* Data lines *

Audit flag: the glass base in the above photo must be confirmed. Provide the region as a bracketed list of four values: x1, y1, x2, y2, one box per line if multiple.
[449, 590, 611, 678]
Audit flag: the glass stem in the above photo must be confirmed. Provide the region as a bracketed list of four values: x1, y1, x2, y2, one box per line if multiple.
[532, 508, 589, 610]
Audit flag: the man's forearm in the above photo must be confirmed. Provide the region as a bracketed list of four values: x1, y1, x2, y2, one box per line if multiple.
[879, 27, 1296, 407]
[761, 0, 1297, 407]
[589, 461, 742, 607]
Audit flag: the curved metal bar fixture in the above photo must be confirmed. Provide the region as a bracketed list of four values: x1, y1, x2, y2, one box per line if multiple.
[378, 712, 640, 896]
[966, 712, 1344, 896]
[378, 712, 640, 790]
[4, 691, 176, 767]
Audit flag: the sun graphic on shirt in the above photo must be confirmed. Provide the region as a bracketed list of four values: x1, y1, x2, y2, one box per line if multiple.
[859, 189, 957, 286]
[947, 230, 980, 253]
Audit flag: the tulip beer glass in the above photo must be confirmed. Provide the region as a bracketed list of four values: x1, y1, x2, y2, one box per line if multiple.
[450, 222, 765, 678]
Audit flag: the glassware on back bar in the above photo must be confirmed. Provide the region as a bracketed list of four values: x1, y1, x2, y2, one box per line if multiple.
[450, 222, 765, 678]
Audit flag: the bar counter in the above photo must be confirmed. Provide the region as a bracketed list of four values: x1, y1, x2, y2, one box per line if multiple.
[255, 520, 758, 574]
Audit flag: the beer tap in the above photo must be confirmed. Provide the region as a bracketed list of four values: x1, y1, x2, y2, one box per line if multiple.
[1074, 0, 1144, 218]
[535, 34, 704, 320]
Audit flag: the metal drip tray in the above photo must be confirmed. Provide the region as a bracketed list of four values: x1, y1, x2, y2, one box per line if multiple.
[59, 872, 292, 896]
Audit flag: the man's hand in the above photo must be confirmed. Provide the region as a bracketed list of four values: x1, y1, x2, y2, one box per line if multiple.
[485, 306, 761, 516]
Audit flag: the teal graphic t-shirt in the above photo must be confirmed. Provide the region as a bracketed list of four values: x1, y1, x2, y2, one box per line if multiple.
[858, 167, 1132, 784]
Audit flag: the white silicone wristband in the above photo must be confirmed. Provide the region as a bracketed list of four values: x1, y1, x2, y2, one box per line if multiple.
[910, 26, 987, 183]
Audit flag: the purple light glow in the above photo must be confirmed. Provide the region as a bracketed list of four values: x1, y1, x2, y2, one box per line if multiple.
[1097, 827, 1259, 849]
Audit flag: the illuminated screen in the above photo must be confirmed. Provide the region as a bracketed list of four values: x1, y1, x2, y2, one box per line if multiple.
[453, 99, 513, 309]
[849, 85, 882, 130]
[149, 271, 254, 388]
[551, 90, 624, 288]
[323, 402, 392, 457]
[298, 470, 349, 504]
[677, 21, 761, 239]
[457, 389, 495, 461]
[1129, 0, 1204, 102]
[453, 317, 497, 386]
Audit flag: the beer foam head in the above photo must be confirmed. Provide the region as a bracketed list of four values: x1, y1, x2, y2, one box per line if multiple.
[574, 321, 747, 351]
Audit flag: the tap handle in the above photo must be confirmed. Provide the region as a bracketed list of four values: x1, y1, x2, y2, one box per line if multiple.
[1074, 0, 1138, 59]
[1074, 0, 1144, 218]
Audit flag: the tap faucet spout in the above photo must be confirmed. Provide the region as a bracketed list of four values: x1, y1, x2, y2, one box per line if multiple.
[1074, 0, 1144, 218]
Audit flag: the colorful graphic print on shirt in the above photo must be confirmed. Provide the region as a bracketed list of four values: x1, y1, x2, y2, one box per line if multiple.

* Exercise *
Could you write out every line again, from the line containing "Audit flag: the beer tap" through the line containing "[485, 306, 761, 516]" (both included), keeping the audit text unchanged and multiplying each bounding-box coordinate in the answers by 1.85, then rounding to whole numbers with halves rounded up?

* Answer for the task *
Audit flag: the beer tap in the above photo must be confirmed. Provide the region as a bracketed list of four values: x1, y1, x2, y2, one box per line if multiple.
[1987, 0, 2116, 403]
[990, 63, 1302, 592]
Audit flag: the metal drip tray in the above photo must be confirmed. Provide the region as a bracketed list of four values: x1, y1, x2, y2, one box per line if multiple.
[109, 1613, 540, 1658]
Audit flag: the man's hand in the above photo must be confirmed. Provide the region as a bracketed list of four values: x1, y1, x2, y2, one box per line if multiple.
[897, 566, 1408, 955]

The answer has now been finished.